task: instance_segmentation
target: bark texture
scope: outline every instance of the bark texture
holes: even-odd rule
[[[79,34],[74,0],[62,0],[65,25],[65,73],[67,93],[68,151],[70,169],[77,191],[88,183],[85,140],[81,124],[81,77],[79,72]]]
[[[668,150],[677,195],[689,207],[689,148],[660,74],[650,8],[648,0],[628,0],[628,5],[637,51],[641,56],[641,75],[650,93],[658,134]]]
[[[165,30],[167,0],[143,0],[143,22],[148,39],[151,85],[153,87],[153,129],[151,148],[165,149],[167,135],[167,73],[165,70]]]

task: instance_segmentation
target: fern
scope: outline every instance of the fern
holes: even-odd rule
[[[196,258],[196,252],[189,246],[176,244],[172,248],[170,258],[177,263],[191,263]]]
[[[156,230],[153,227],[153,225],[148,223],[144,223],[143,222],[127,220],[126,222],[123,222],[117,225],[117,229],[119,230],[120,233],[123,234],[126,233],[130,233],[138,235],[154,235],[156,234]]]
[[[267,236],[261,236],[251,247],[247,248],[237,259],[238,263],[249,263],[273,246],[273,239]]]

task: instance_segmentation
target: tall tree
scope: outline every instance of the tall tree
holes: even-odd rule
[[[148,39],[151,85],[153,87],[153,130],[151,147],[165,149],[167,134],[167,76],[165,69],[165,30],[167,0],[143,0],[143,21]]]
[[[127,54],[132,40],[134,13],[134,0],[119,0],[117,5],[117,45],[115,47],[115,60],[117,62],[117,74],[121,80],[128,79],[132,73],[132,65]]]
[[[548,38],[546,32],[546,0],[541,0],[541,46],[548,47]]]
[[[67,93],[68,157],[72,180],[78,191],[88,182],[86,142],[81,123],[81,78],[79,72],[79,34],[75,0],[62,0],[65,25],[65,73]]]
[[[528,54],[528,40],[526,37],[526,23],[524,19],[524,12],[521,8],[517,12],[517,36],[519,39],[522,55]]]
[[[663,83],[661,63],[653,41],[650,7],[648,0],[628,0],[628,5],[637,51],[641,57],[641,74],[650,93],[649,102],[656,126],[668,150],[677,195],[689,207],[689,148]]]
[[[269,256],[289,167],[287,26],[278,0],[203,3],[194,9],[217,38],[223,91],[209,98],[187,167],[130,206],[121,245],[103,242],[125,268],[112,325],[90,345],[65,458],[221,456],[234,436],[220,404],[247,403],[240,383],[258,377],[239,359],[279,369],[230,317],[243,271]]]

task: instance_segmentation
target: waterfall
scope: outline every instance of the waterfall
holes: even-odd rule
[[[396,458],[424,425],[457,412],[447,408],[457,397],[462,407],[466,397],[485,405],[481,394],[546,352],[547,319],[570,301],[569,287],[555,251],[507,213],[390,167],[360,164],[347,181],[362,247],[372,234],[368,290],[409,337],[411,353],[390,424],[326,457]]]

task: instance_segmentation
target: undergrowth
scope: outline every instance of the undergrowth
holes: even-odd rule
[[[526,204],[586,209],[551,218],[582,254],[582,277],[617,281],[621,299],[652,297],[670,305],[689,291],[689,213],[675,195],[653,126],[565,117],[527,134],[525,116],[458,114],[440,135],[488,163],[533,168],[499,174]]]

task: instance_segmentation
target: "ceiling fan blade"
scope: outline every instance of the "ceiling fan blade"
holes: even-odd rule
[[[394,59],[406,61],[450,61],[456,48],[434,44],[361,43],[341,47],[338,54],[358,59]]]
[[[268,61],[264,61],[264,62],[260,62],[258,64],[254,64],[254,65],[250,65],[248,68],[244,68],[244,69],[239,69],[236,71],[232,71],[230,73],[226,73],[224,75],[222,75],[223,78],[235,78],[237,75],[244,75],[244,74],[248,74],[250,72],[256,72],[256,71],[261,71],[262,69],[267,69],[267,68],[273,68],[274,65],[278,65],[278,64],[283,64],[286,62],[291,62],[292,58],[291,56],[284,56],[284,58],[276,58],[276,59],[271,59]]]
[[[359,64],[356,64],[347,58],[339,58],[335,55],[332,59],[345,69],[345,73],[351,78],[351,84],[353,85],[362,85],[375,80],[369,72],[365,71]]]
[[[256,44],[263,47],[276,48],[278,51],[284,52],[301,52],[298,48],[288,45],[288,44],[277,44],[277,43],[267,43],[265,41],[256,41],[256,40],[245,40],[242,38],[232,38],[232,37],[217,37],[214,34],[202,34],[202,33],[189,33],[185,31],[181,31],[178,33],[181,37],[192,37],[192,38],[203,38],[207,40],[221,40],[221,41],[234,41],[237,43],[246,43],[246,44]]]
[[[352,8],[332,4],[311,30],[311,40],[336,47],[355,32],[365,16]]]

■ Goal of the exercise:
Set down all of the data above, word for word.

■ Result below:
task: instance_segmentation
target: bark texture
scope: outline every instance of the bark texture
holes: even-odd rule
[[[79,34],[74,0],[62,0],[65,25],[65,73],[67,93],[68,151],[70,169],[77,191],[88,183],[85,140],[81,124],[81,77],[79,72]]]
[[[668,150],[677,195],[689,207],[689,148],[660,74],[650,8],[648,0],[628,0],[628,5],[637,51],[641,56],[641,75],[650,93],[658,134]]]
[[[165,30],[167,0],[143,0],[143,22],[148,39],[151,85],[153,87],[153,129],[151,148],[165,149],[167,135],[167,73],[165,70]]]

task: instance_segmentation
target: fern
scope: outline every instance of the fern
holes: even-odd rule
[[[196,258],[196,252],[189,246],[176,244],[172,248],[170,258],[177,263],[191,263]]]
[[[156,230],[153,227],[153,225],[148,223],[144,223],[143,222],[127,220],[126,222],[123,222],[117,225],[117,229],[119,230],[120,233],[123,234],[126,233],[130,233],[138,235],[154,235],[156,234]]]
[[[267,236],[261,236],[251,247],[247,248],[237,259],[238,263],[249,263],[273,246],[273,239]]]

task: instance_segmentation
target: tall tree
scope: outline every instance of the tall tree
holes: even-odd rule
[[[148,39],[151,85],[153,87],[153,130],[151,147],[165,149],[167,134],[167,76],[165,69],[165,30],[167,0],[143,0],[143,21]]]
[[[127,54],[132,40],[134,13],[134,0],[119,0],[117,5],[117,45],[115,47],[115,60],[117,62],[117,74],[121,80],[128,79],[132,73],[132,65]]]
[[[548,38],[546,32],[546,0],[541,0],[541,46],[548,47]]]
[[[67,93],[68,157],[72,180],[78,191],[88,182],[86,142],[81,123],[81,78],[79,72],[79,34],[75,0],[62,0],[65,25],[65,73]]]
[[[528,54],[528,40],[526,37],[526,23],[524,19],[524,12],[521,8],[517,12],[517,36],[519,39],[522,55]]]
[[[663,83],[661,63],[653,41],[650,7],[648,0],[628,0],[628,5],[637,51],[641,57],[641,74],[650,93],[649,102],[656,126],[668,150],[677,195],[689,207],[689,148]]]
[[[269,256],[289,167],[287,26],[278,0],[203,3],[194,9],[217,38],[223,91],[209,98],[187,167],[130,206],[121,245],[103,242],[125,268],[112,325],[90,345],[65,458],[221,456],[234,436],[220,404],[247,403],[240,383],[258,377],[239,359],[279,369],[230,317],[243,271]]]

task: instance_segmentation
target: waterfall
scope: outline every instance of the waterfall
holes: even-odd rule
[[[396,458],[424,425],[457,412],[447,408],[457,397],[462,407],[466,397],[485,405],[481,394],[546,352],[547,319],[570,301],[569,287],[555,251],[507,213],[390,167],[360,164],[347,181],[362,247],[372,234],[368,290],[409,337],[411,353],[390,424],[326,457]]]

task: instance_segmentation
target: undergrowth
scope: outline every instance of the undergrowth
holes: even-odd rule
[[[526,204],[586,209],[551,218],[582,254],[582,277],[617,281],[621,299],[652,297],[670,305],[689,291],[689,213],[675,195],[653,126],[565,117],[527,134],[525,116],[458,114],[440,135],[488,163],[533,168],[499,174]]]

task: instance_segmentation
target: "ceiling fan blade"
scope: outline every instance of the "ceiling fan blade"
holes: even-odd rule
[[[394,59],[406,61],[450,61],[456,48],[434,44],[361,43],[341,47],[338,54],[358,59]]]
[[[268,61],[264,61],[264,62],[260,62],[258,64],[254,64],[254,65],[250,65],[248,68],[244,68],[244,69],[239,69],[236,71],[232,71],[230,73],[226,73],[224,75],[222,75],[223,78],[235,78],[237,75],[244,75],[244,74],[248,74],[250,72],[256,72],[256,71],[261,71],[262,69],[267,69],[267,68],[273,68],[274,65],[278,65],[278,64],[283,64],[286,62],[291,62],[292,58],[291,56],[284,56],[284,58],[276,58],[276,59],[271,59]]]
[[[359,64],[356,64],[347,58],[339,58],[335,55],[332,59],[345,69],[345,73],[351,78],[351,84],[353,85],[362,85],[375,80],[369,72],[365,71]]]
[[[256,44],[263,47],[276,48],[278,51],[284,52],[301,52],[298,48],[288,45],[288,44],[277,44],[277,43],[267,43],[265,41],[256,41],[256,40],[245,40],[242,38],[232,38],[232,37],[217,37],[214,34],[202,34],[202,33],[189,33],[185,31],[181,31],[178,33],[181,37],[192,37],[192,38],[203,38],[207,40],[221,40],[221,41],[234,41],[237,43],[246,43],[246,44]]]
[[[352,8],[332,4],[311,30],[311,40],[336,47],[355,32],[365,16]]]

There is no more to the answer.